** BEGIN **
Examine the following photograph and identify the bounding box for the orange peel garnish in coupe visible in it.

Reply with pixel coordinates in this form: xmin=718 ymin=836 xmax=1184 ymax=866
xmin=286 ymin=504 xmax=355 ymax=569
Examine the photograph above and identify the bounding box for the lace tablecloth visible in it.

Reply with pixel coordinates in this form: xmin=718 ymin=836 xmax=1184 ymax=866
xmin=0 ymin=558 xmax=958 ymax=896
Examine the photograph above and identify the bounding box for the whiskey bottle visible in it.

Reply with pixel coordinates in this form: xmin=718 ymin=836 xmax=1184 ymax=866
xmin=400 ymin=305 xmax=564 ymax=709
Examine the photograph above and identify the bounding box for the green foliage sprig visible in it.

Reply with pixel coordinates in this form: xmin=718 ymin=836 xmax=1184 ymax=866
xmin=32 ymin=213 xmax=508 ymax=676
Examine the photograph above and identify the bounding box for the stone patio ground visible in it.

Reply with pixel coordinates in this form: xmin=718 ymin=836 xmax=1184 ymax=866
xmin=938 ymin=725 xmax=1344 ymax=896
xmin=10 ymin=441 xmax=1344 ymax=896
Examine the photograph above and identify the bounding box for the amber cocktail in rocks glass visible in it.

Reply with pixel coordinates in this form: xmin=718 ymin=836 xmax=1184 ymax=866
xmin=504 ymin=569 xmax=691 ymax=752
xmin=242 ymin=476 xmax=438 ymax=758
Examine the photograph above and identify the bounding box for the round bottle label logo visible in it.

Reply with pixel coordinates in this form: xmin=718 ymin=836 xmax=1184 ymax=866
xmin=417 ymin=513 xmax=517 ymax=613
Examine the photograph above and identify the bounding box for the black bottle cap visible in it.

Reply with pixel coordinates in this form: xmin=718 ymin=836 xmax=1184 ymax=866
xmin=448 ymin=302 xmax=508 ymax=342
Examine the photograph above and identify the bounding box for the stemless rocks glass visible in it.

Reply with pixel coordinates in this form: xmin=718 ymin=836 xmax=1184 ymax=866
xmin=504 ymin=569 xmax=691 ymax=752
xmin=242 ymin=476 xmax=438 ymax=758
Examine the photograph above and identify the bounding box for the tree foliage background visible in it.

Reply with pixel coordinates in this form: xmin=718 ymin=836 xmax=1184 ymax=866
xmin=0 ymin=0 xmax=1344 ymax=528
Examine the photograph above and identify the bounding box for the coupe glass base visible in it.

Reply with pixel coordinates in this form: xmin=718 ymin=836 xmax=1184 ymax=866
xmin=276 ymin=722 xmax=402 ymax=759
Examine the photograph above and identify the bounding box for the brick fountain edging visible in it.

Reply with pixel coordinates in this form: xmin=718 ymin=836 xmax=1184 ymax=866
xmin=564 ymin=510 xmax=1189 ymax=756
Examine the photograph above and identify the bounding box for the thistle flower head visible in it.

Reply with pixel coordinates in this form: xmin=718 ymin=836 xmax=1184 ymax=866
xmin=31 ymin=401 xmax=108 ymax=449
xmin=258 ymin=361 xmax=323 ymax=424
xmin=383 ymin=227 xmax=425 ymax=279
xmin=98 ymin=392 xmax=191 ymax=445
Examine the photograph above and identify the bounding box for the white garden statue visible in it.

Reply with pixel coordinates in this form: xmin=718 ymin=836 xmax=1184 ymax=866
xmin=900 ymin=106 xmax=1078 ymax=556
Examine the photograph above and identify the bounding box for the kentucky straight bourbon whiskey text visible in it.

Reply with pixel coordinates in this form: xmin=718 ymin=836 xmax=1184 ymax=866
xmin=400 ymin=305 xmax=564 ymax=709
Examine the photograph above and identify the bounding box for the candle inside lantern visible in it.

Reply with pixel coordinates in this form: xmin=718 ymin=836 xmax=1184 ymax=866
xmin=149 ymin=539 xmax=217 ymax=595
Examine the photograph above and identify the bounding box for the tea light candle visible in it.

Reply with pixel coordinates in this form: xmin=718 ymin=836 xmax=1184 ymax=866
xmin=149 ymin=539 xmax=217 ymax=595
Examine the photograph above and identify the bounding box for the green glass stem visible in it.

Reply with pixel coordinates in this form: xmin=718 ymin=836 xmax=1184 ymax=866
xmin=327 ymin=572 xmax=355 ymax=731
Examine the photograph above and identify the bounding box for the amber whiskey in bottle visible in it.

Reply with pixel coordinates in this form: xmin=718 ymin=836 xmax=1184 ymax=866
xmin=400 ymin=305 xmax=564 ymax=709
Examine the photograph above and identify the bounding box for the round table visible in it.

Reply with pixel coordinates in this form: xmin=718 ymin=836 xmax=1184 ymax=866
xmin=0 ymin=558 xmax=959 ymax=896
** END **
**Request:**
Copy out all the rows above, switching each occurrence of "identify" to "locate" and changing nothing else.

**Task output:**
Examine the following photograph and locate the bounding box for the orange peel garnish in coupe visible in it.

Reply with pixel coordinates in this form: xmin=718 ymin=836 xmax=1184 ymax=866
xmin=286 ymin=504 xmax=355 ymax=569
Examine the photograph above and locate the bounding box for the lace tablecloth visible in it.

Reply with pixel coordinates in this form: xmin=718 ymin=836 xmax=1184 ymax=866
xmin=0 ymin=558 xmax=958 ymax=896
Examine the photograph above and locate the bounding box for the whiskey bottle visible in it.

Reply with pixel coordinates in this form: xmin=718 ymin=836 xmax=1184 ymax=866
xmin=400 ymin=305 xmax=564 ymax=709
Examine the photograph above and locate the bounding box for the green foliage sprig visible in it.

Reply with pixel coordinates in this form: xmin=718 ymin=836 xmax=1184 ymax=866
xmin=32 ymin=213 xmax=508 ymax=676
Examine the photograph above and locate the bounding box for the stone patio ground visible in it.

Reply with pixel coordinates in this form: xmin=718 ymin=836 xmax=1184 ymax=866
xmin=938 ymin=725 xmax=1344 ymax=896
xmin=10 ymin=441 xmax=1344 ymax=896
Examine the photograph above and locate the bounding box for the amber cocktail in rocks glass visible in it.

Reply with pixel coordinates in this form: xmin=718 ymin=836 xmax=1184 ymax=866
xmin=504 ymin=569 xmax=691 ymax=752
xmin=242 ymin=476 xmax=438 ymax=758
Examine the photograph above and locate the bounding box for the round bottle label logo visible in it.

Reply with pixel coordinates in this form: xmin=718 ymin=836 xmax=1184 ymax=866
xmin=417 ymin=513 xmax=517 ymax=613
Examine the photograph above and locate the bounding box for the black bottle cap visible in it.

Reply with pixel coordinates in this form: xmin=718 ymin=836 xmax=1184 ymax=866
xmin=448 ymin=302 xmax=508 ymax=342
Examine the photograph above and locate the bounding box for the stemless rocks glass visible in it.

Reply with pixel coordinates in this form: xmin=718 ymin=836 xmax=1184 ymax=866
xmin=504 ymin=569 xmax=691 ymax=752
xmin=242 ymin=476 xmax=438 ymax=758
Examine the photograph above and locate the bounding box for the tree foliage background visible in it.

Reply with pixel coordinates in this form: xmin=718 ymin=836 xmax=1184 ymax=866
xmin=0 ymin=0 xmax=1344 ymax=528
Examine the photograph above and locate the bounding box for the coupe glass base visible in it.

Reply with pixel coordinates in this form: xmin=718 ymin=836 xmax=1184 ymax=866
xmin=276 ymin=722 xmax=402 ymax=759
Examine the photograph above and locate the bounding box for the brick fountain edging visible in it.

Reply with pixel coordinates in this form: xmin=718 ymin=836 xmax=1184 ymax=866
xmin=564 ymin=510 xmax=1189 ymax=756
Examine the photograph above and locate the bounding box for the thistle flower head visible in it.

Reply with pixel coordinates in this form: xmin=718 ymin=836 xmax=1184 ymax=866
xmin=31 ymin=401 xmax=108 ymax=449
xmin=258 ymin=361 xmax=323 ymax=424
xmin=383 ymin=227 xmax=425 ymax=279
xmin=98 ymin=392 xmax=191 ymax=445
Examine the photograph above and locate the bounding box for the white garden statue visible in it.

Reply with pixel coordinates in this form: xmin=718 ymin=836 xmax=1184 ymax=866
xmin=900 ymin=106 xmax=1078 ymax=556
Examine the photograph above and locate the bounding box for the kentucky straight bourbon whiskey text visible in it.

Reply with pixel coordinates in this form: xmin=718 ymin=836 xmax=1184 ymax=866
xmin=400 ymin=305 xmax=564 ymax=709
Examine the photograph above and locate the bounding box for the candle inside lantern visible in it.

Reply with pixel coordinates in this form: xmin=718 ymin=836 xmax=1184 ymax=866
xmin=149 ymin=539 xmax=217 ymax=595
Examine the photograph above and locate the bounding box for the tea light candle visible in it.

Reply with pixel coordinates in this form: xmin=718 ymin=836 xmax=1184 ymax=866
xmin=149 ymin=539 xmax=217 ymax=595
Examine the photograph above and locate the bounding box for the green glass stem visible in it.

Reply with pixel coordinates in this form: xmin=718 ymin=836 xmax=1184 ymax=866
xmin=327 ymin=572 xmax=355 ymax=731
Examine the photograph above and locate the bounding box for the amber whiskey in bottle visible in it.

Reply with pixel coordinates in this form: xmin=718 ymin=836 xmax=1184 ymax=866
xmin=400 ymin=305 xmax=564 ymax=709
Examine the photograph above and locate the bounding box for the round table visible in it.

Reply with pixel coordinates in this form: xmin=718 ymin=836 xmax=1184 ymax=866
xmin=0 ymin=558 xmax=959 ymax=896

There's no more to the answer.